─── Entries shown ───

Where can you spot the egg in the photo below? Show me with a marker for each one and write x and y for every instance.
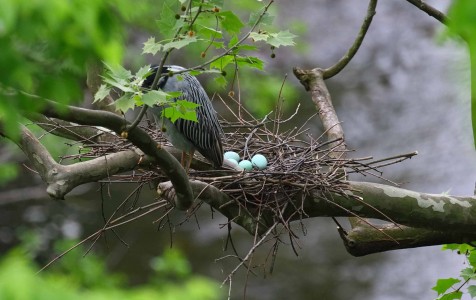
(246, 165)
(259, 161)
(232, 155)
(233, 163)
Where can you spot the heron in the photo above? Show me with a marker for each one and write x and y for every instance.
(185, 135)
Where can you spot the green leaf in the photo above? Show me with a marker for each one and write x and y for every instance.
(143, 72)
(120, 84)
(461, 248)
(181, 109)
(220, 81)
(221, 63)
(472, 291)
(167, 20)
(452, 296)
(259, 36)
(468, 273)
(119, 72)
(8, 171)
(102, 93)
(442, 285)
(282, 38)
(266, 20)
(209, 32)
(250, 61)
(180, 43)
(125, 103)
(155, 98)
(472, 258)
(150, 46)
(461, 23)
(230, 22)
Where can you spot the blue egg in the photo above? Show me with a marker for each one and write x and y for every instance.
(233, 163)
(232, 155)
(259, 161)
(246, 164)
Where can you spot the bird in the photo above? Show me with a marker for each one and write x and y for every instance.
(205, 136)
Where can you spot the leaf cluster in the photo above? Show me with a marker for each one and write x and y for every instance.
(467, 275)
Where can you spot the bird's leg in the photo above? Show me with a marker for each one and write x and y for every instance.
(186, 160)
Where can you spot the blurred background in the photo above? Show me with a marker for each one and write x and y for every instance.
(407, 89)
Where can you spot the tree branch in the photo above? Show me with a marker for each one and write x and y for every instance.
(342, 63)
(221, 202)
(313, 81)
(364, 240)
(430, 10)
(169, 165)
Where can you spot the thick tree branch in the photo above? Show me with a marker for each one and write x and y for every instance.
(221, 202)
(170, 166)
(62, 179)
(71, 131)
(364, 240)
(410, 208)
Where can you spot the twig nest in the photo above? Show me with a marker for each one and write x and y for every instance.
(246, 165)
(259, 161)
(234, 164)
(232, 155)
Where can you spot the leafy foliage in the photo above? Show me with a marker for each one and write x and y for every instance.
(203, 23)
(467, 275)
(46, 46)
(462, 23)
(77, 277)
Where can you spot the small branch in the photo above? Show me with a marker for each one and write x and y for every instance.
(71, 131)
(313, 81)
(219, 201)
(342, 63)
(439, 212)
(169, 165)
(430, 10)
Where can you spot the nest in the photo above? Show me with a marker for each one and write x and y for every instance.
(299, 164)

───

■ What the exercise asks:
Reproduce only the lines between the line containing "Where can you spot the tree" and the last line of the records, those two lines included, exactly.

■ Reply:
Where can you spot the tree branch in the photo above? Show me with a marker for each one and write x and y for every instance.
(342, 63)
(221, 202)
(313, 81)
(364, 240)
(430, 10)
(169, 165)
Where can you spot the thick tree branch in the photo above? Show me with a marker for each one and write x and y for every instance.
(221, 202)
(170, 166)
(62, 179)
(71, 131)
(364, 240)
(410, 208)
Where can you spot the twig nest in the photo above? Show me with a marker for each one and write x and y for every instance.
(246, 165)
(259, 161)
(234, 164)
(232, 155)
Where can you spot the leafy foliage in the photo above? Show me with a marker for each one and write x and y for every instance.
(203, 23)
(467, 275)
(46, 46)
(462, 23)
(77, 277)
Where can you spot the small branch in the photo above? Show me with a marker for each one and write x and y for every instance.
(71, 131)
(313, 81)
(219, 201)
(342, 63)
(439, 212)
(169, 165)
(430, 10)
Where can you spot the nest in the photo above? Show me with a marker for each one and write x and y for every instance.
(299, 164)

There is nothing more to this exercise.